=== PROVIDED MATERIAL ===

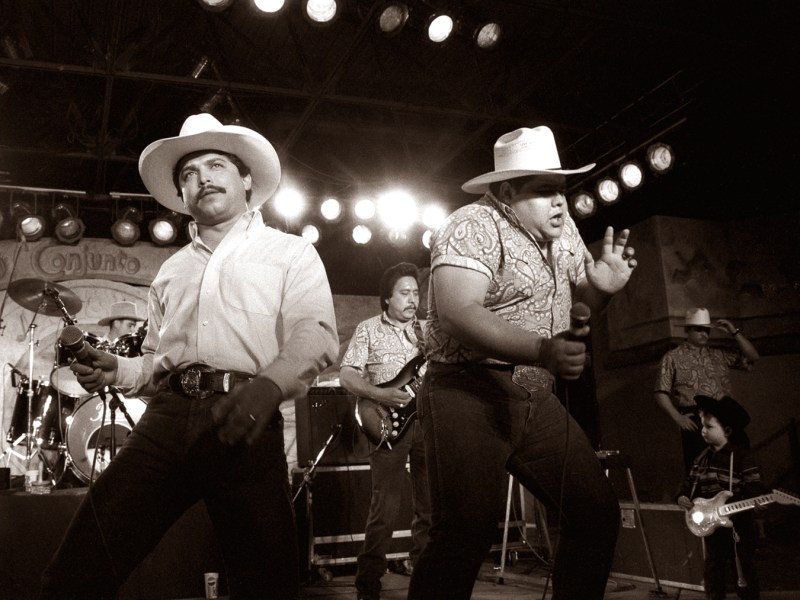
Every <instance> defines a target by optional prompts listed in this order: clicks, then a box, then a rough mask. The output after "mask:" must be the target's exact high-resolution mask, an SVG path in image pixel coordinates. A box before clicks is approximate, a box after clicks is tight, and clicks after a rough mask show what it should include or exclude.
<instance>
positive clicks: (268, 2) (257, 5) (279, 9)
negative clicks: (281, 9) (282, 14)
mask: <svg viewBox="0 0 800 600" xmlns="http://www.w3.org/2000/svg"><path fill="white" fill-rule="evenodd" d="M283 3H284V0H253V4H255V5H256V8H257V9H258V10H260V11H261V12H266V13H276V12H278V11H279V10H280V9H282V8H283Z"/></svg>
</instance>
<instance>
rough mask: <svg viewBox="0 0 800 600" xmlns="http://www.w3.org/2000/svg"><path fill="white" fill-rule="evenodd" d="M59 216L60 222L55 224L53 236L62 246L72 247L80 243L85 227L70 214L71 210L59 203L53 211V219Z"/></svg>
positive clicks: (80, 221) (77, 217)
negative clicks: (66, 244)
mask: <svg viewBox="0 0 800 600" xmlns="http://www.w3.org/2000/svg"><path fill="white" fill-rule="evenodd" d="M59 216H61V220H60V221H58V223H56V227H55V236H56V238H57V239H58V241H59V242H61V243H62V244H70V245H74V244H77V243H78V242H80V241H81V238H82V237H83V232H84V231H86V225H84V224H83V221H82V220H81V219H79V218H78V217H75V216H74V215H73V214H72V210H70V208H69V207H68V206H67V205H66V204H63V203H59V204H57V205H56V207H55V208H54V209H53V218H58V217H59Z"/></svg>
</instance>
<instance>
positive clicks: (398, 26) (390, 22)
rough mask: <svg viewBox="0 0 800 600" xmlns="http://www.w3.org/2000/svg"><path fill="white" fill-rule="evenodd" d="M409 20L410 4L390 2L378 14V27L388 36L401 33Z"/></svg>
mask: <svg viewBox="0 0 800 600" xmlns="http://www.w3.org/2000/svg"><path fill="white" fill-rule="evenodd" d="M406 21H408V6H406V4H405V3H403V2H389V3H387V4H386V5H385V6H384V7H383V9H381V12H380V14H379V15H378V29H379V30H380V32H381V33H382V34H384V35H385V36H387V37H392V36H395V35H397V34H398V33H400V31H402V29H403V27H404V26H405V24H406Z"/></svg>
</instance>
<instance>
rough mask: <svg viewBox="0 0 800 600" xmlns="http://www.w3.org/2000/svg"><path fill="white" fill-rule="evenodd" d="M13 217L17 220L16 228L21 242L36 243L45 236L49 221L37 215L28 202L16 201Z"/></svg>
mask: <svg viewBox="0 0 800 600" xmlns="http://www.w3.org/2000/svg"><path fill="white" fill-rule="evenodd" d="M11 217H12V218H13V219H15V220H16V223H15V228H16V232H17V236H18V237H19V238H20V239H21V240H23V241H27V242H35V241H36V240H38V239H39V238H41V237H42V236H43V235H44V230H45V228H46V227H47V221H46V220H45V219H44V217H42V216H40V215H37V214H36V213H35V212H34V211H33V209H32V208H31V205H30V204H28V203H27V202H24V201H21V200H15V201H14V203H13V204H12V205H11Z"/></svg>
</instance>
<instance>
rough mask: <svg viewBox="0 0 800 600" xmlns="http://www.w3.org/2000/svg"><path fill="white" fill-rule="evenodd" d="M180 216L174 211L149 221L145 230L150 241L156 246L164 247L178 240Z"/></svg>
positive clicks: (168, 212) (177, 213)
mask: <svg viewBox="0 0 800 600" xmlns="http://www.w3.org/2000/svg"><path fill="white" fill-rule="evenodd" d="M179 227H180V216H179V215H178V213H176V212H175V211H170V212H168V213H165V214H163V215H162V216H160V217H157V218H155V219H153V220H152V221H150V223H149V224H148V226H147V230H148V231H149V232H150V241H152V242H153V243H154V244H155V245H156V246H166V245H168V244H171V243H173V242H174V241H175V240H176V239H178V229H179Z"/></svg>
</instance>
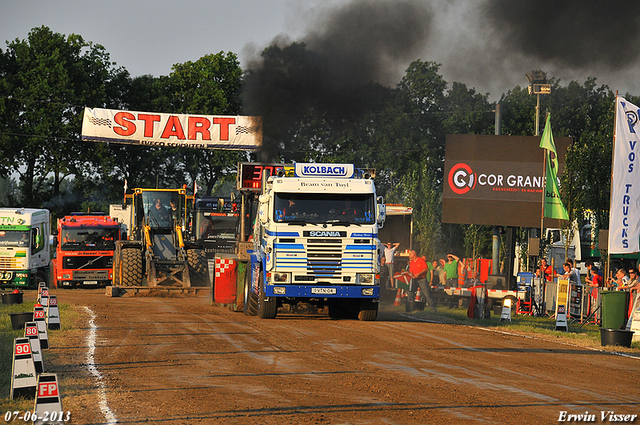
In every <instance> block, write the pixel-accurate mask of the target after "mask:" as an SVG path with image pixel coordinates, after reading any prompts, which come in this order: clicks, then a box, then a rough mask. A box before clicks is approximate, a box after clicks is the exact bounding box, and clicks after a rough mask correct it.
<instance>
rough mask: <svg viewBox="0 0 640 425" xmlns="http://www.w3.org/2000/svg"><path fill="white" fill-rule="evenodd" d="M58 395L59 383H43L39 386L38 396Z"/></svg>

===

From the first line above to the last, copy the records exactly but omit the pictures.

Every <instance> defines a target by optional prompts listed in this order: clicks, then a box, then a rough mask. The output after "mask:" must be the target's exact high-resolution mask, an SVG path in image pixel coordinates. A box before clicks is approximate, a box after clicks is tight, and clicks after a rough mask show what it should include or exclude.
<instance>
positive clicks: (268, 2) (257, 5) (279, 9)
negative clicks: (281, 9) (282, 14)
mask: <svg viewBox="0 0 800 600" xmlns="http://www.w3.org/2000/svg"><path fill="white" fill-rule="evenodd" d="M283 3H284V0H253V4H255V5H256V8H257V9H258V10H260V11H261V12H266V13H276V12H278V11H279V10H280V9H282V8H283Z"/></svg>
</instance>
<instance>
rough mask: <svg viewBox="0 0 800 600" xmlns="http://www.w3.org/2000/svg"><path fill="white" fill-rule="evenodd" d="M59 216L60 222L55 224L53 236L62 246L72 247L80 243L85 227L70 214L71 210L59 203L53 211V219Z"/></svg>
positive clicks: (80, 221) (77, 217)
negative clicks: (66, 244)
mask: <svg viewBox="0 0 800 600" xmlns="http://www.w3.org/2000/svg"><path fill="white" fill-rule="evenodd" d="M59 216H61V220H60V221H58V223H56V227H55V236H56V238H57V239H58V241H59V242H61V243H62V244H70V245H74V244H77V243H78V242H80V241H81V238H82V237H83V232H84V231H86V225H84V224H83V221H82V220H81V219H79V218H78V217H75V216H74V215H73V214H72V210H70V208H69V207H68V206H67V205H66V204H63V203H59V204H57V205H56V207H55V208H54V209H53V218H58V217H59Z"/></svg>
</instance>
<instance>
positive clicks: (398, 26) (390, 22)
rough mask: <svg viewBox="0 0 800 600" xmlns="http://www.w3.org/2000/svg"><path fill="white" fill-rule="evenodd" d="M409 20L410 4L390 2L378 14V27L388 36L401 33Z"/></svg>
mask: <svg viewBox="0 0 800 600" xmlns="http://www.w3.org/2000/svg"><path fill="white" fill-rule="evenodd" d="M406 21H408V6H406V4H405V3H403V2H389V3H387V4H386V5H385V6H384V7H383V9H381V12H380V14H379V15H378V29H379V30H380V32H381V33H382V34H384V35H385V36H387V37H392V36H395V35H397V34H398V33H400V31H402V29H403V27H404V26H405V24H406Z"/></svg>
</instance>
<instance>
rough mask: <svg viewBox="0 0 800 600" xmlns="http://www.w3.org/2000/svg"><path fill="white" fill-rule="evenodd" d="M13 217L17 220L16 228L21 242L36 243L45 236L49 221L37 215L28 202L16 201Z"/></svg>
mask: <svg viewBox="0 0 800 600" xmlns="http://www.w3.org/2000/svg"><path fill="white" fill-rule="evenodd" d="M11 217H12V218H13V219H15V220H16V223H15V228H16V232H17V236H18V237H19V238H20V239H21V240H23V241H27V242H35V241H36V240H38V239H39V238H41V237H42V236H43V235H44V230H45V228H46V227H47V221H46V220H45V219H44V217H42V216H40V215H37V214H36V213H35V212H34V211H33V209H32V208H31V205H30V204H28V203H27V202H24V201H21V200H15V201H14V203H13V204H12V205H11Z"/></svg>
</instance>
<instance>
rough mask: <svg viewBox="0 0 800 600" xmlns="http://www.w3.org/2000/svg"><path fill="white" fill-rule="evenodd" d="M180 216L174 211L149 221L145 230L150 241L156 246L164 247L178 240Z"/></svg>
positive clicks: (168, 212) (177, 213)
mask: <svg viewBox="0 0 800 600" xmlns="http://www.w3.org/2000/svg"><path fill="white" fill-rule="evenodd" d="M179 227H180V216H179V215H178V213H176V212H175V211H170V212H168V213H165V214H163V215H162V216H160V217H157V218H155V219H153V220H152V221H150V223H149V224H148V226H147V230H148V231H149V232H150V241H152V242H153V243H154V244H155V245H156V246H166V245H168V244H171V243H173V242H174V241H175V240H176V239H178V229H179Z"/></svg>
</instance>
In every <instance> block, write the pixel-accurate mask of the target after "mask:" as an SVG path with image pixel coordinates, after reading any prompts, which come in this order: clicks, then a box, then a rough mask. A box before clicks is approximate, a box after clicks is the exact bounding box, and clicks after a rough mask correct it.
<instance>
rough mask: <svg viewBox="0 0 640 425" xmlns="http://www.w3.org/2000/svg"><path fill="white" fill-rule="evenodd" d="M58 395L59 383H43L39 386L38 396Z"/></svg>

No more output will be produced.